» **Task prompt**: Reproduce the records below word for word, from their very first line through the line that contains "pixel 176 114", both lines included.

» **The data**:
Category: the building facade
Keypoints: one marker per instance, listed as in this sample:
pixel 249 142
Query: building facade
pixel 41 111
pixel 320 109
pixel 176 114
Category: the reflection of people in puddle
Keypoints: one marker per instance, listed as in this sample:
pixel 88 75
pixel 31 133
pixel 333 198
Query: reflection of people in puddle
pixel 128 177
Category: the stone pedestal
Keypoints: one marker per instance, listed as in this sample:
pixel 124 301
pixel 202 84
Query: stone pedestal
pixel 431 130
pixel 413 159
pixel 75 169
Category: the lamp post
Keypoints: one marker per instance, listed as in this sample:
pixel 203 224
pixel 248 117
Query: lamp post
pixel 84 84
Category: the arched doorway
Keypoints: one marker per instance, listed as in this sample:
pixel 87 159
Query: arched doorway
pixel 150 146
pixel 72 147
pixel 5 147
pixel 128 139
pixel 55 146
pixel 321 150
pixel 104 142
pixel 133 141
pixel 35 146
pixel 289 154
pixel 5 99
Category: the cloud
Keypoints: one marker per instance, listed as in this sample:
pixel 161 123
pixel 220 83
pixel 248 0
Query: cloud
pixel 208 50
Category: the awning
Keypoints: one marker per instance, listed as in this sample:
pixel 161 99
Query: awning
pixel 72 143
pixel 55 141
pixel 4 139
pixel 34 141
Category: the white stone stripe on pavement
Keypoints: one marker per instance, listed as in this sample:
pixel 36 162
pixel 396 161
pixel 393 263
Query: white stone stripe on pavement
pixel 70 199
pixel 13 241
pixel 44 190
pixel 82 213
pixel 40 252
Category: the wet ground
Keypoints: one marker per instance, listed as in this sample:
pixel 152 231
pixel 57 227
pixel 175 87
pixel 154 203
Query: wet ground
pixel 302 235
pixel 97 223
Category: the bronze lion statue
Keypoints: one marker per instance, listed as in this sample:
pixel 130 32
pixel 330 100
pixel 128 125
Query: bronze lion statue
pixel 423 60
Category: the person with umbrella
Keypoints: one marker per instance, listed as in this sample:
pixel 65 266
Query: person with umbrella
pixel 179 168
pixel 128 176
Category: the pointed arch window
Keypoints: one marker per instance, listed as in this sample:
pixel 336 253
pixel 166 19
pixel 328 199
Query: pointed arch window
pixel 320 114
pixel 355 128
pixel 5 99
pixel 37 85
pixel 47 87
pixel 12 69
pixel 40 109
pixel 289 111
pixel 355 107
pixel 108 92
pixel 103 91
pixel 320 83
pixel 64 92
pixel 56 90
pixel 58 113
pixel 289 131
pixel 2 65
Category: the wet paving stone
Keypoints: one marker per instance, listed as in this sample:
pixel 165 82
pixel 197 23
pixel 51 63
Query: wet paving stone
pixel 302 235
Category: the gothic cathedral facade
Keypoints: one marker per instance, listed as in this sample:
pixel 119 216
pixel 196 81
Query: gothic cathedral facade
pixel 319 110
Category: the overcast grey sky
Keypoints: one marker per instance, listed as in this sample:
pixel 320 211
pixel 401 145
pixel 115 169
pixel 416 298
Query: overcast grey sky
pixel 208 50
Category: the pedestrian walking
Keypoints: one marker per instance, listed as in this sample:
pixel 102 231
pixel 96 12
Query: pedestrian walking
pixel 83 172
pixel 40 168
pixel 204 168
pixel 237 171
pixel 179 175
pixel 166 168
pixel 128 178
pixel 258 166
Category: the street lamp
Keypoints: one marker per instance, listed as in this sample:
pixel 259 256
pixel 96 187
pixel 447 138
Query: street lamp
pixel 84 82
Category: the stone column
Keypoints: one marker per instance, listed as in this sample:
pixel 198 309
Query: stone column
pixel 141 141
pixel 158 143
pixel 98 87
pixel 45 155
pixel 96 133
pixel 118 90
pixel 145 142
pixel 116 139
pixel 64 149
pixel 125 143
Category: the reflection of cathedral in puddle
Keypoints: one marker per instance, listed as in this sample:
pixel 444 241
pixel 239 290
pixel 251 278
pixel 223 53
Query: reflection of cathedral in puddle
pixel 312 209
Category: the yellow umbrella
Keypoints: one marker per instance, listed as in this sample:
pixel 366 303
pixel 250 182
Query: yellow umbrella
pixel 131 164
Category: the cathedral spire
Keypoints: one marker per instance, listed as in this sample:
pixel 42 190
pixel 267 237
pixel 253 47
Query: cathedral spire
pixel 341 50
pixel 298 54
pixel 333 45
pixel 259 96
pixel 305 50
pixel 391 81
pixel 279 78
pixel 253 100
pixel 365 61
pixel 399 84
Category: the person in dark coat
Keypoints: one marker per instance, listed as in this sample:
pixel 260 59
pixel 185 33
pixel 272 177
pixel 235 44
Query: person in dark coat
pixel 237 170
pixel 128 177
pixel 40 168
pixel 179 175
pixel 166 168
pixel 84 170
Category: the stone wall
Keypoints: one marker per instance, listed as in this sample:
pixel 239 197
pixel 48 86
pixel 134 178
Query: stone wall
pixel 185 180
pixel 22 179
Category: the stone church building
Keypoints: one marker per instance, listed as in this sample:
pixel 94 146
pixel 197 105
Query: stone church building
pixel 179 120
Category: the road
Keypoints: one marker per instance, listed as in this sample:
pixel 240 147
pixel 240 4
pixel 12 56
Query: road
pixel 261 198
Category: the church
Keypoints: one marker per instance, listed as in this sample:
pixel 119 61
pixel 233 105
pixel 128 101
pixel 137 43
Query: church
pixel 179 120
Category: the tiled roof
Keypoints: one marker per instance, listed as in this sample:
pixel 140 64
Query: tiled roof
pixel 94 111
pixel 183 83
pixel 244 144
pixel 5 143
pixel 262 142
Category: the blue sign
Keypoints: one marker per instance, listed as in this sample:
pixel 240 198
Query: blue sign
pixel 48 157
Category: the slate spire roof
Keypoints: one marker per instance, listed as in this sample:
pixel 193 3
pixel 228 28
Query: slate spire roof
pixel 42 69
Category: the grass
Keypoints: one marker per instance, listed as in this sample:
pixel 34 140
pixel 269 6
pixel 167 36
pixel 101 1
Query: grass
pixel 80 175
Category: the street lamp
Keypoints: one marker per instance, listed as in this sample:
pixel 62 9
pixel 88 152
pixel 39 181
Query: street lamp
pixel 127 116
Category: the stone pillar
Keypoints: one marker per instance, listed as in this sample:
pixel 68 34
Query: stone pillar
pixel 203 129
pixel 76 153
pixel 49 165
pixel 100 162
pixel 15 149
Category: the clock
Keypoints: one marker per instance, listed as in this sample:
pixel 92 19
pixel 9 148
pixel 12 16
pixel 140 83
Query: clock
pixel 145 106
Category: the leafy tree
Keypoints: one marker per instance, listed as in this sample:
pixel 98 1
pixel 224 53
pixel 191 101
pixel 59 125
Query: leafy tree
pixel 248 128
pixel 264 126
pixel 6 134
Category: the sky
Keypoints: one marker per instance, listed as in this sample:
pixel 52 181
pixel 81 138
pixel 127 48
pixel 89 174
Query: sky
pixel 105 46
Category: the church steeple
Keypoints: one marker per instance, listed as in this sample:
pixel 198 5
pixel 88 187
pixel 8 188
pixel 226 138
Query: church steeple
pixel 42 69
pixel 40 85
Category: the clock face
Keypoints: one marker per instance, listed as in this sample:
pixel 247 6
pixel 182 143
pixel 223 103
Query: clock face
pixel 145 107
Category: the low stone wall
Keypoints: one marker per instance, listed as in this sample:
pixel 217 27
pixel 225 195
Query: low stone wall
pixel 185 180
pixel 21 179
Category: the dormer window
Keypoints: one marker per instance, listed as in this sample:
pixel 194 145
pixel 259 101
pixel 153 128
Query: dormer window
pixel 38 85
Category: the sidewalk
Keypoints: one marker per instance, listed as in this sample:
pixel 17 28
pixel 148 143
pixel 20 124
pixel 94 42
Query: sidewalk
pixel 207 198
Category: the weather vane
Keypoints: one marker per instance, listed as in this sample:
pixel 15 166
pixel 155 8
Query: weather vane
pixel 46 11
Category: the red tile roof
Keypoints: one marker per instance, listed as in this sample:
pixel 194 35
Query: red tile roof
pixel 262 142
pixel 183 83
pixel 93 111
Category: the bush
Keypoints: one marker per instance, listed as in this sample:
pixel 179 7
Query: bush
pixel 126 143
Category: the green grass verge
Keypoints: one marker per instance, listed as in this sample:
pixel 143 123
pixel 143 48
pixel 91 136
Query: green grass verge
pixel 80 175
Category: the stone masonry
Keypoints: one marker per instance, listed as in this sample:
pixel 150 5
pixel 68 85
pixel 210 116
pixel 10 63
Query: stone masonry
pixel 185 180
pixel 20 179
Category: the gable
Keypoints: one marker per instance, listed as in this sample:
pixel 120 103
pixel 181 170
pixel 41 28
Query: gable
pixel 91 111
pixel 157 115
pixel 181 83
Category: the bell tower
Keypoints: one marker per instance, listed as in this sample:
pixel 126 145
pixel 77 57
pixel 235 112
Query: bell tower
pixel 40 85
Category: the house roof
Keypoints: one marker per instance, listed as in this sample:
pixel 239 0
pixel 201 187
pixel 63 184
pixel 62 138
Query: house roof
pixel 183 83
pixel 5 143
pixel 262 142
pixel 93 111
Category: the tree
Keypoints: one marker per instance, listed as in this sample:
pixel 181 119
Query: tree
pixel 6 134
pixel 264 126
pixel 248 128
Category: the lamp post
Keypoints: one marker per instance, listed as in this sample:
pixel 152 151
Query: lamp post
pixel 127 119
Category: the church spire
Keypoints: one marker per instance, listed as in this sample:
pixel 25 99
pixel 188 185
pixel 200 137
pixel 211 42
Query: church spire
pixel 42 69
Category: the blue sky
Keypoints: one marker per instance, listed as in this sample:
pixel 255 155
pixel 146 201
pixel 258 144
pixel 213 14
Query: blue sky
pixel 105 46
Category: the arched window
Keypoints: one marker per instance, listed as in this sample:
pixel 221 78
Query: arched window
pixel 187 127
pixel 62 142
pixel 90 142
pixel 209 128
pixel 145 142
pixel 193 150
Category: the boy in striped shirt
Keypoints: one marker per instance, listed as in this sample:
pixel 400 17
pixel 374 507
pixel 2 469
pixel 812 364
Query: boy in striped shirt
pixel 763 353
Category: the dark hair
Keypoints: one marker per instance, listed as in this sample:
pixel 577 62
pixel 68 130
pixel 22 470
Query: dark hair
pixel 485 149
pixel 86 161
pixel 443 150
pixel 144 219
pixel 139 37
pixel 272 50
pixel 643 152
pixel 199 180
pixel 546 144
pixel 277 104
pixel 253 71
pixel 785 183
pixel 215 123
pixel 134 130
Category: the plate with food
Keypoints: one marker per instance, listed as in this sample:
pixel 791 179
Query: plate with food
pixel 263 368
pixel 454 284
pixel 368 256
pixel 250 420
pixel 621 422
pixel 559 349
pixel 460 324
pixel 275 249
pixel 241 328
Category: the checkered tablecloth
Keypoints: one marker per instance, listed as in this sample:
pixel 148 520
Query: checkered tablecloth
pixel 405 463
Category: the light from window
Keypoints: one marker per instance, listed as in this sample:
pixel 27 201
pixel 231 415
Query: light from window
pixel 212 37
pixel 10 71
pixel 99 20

» **The response**:
Category: the building facade
Keypoints: one marker per instance, listed as in this sample:
pixel 249 142
Query: building facade
pixel 41 111
pixel 320 109
pixel 176 114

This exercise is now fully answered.